**Page excerpt**:
·····

A blog by Oleg Shilovitsky
Information & Comments about Engineering and Manufacturing Software

PLM Selection Politics

PLM Selection Politics
Oleg
Oleg
17 February, 2017 | 3 min for reading

plm-selection-politics

Nobody ever got fired for buying from IBM. That was the story of enterprise PLM software for many years. PLM selection process is typically long and require some level of alignment between software vendor and company itself. Last few years of growth in manufacturing and fast growing number of alternative SaaS software, made people in IT departments to watch more carefully their decision making. ROI is still a big deal for PLM implementations. The selection of traditional PLM system will be a decision that influence what manufacturing company will do for the next 5-10 years. So, the selection is not simple.

TEC blog What We Need to Talk about When We Talk about Software Selection gives you a perspective on 5 Problem Areas – Objectivity, Politics, Partnerships, Expectations, Limitations.

·····

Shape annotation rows

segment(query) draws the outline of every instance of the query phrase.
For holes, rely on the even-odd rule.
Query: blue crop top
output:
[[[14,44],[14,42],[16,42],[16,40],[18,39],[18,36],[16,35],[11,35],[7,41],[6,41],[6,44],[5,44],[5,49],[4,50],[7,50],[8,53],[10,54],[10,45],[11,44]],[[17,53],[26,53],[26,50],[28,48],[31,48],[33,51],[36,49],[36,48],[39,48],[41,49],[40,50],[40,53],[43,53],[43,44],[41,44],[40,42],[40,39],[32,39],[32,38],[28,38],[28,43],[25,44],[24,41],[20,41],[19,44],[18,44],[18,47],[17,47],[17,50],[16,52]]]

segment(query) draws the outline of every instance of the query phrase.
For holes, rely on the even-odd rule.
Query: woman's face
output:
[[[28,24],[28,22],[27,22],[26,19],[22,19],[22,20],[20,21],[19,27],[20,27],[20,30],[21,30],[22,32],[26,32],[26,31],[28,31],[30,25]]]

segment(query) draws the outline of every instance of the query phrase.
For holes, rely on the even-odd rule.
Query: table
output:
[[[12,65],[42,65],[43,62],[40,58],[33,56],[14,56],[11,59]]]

·····

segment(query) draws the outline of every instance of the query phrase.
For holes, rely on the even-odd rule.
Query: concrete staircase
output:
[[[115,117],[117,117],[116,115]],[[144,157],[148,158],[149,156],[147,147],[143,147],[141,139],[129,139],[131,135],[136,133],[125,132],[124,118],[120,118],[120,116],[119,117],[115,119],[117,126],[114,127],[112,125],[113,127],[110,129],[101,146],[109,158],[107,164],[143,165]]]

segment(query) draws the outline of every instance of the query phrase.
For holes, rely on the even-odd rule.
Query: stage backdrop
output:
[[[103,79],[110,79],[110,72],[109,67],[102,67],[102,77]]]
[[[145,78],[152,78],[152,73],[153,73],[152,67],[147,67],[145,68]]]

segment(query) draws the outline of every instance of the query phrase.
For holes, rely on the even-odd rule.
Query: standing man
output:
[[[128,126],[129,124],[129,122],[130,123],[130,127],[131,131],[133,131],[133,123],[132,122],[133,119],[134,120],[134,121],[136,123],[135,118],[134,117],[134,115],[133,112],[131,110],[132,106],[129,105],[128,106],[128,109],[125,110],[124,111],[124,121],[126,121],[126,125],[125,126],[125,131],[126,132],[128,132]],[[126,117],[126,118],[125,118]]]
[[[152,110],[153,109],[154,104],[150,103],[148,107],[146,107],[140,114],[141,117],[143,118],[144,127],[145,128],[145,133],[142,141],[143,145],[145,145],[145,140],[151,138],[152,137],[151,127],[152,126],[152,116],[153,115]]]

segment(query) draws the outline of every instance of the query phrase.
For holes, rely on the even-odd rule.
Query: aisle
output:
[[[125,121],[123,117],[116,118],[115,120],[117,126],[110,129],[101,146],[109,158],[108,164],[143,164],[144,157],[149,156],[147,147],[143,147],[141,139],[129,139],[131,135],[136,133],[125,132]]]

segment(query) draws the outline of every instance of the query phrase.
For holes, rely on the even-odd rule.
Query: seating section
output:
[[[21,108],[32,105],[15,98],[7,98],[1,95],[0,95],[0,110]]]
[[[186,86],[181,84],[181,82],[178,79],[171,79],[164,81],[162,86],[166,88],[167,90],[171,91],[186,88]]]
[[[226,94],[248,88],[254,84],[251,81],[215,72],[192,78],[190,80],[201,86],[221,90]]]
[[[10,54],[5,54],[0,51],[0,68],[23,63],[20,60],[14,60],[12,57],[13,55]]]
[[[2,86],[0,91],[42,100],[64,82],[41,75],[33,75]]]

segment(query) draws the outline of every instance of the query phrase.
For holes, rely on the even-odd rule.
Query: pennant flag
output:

·····

**Objectives**:
• 1. Can you copy the PLM selection post from "plm-selection-politics" to "is not simple."?
• 2. Answer these questions from the PLM selection post:
(a) On what date was the post published?
(b) For how many years will the selection of a traditional PLM system influence what a manufacturing company does?
(c) What five problem areas does the TEC blog cover?
These rows have no connection to the PLM selection post.

**Answers provided**:
• 1.
plm-selection-politics

Nobody ever got fired for buying from IBM. That was the story of enterprise PLM software for many years. PLM selection process is typically long and require some level of alignment between software vendor and company itself. Last few years of growth in manufacturing and fast growing number of alternative SaaS software, made people in IT departments to watch more carefully their decision making. ROI is still a big deal for PLM implementations. The selection of traditional PLM system will be a decision that influence what manufacturing company will do for the next 5-10 years. So, the selection is not simple.

• 2.
(a) 17 February, 2017
(b) The next 5-10 years
(c) Objectivity, Politics, Partnerships, Expectations, Limitations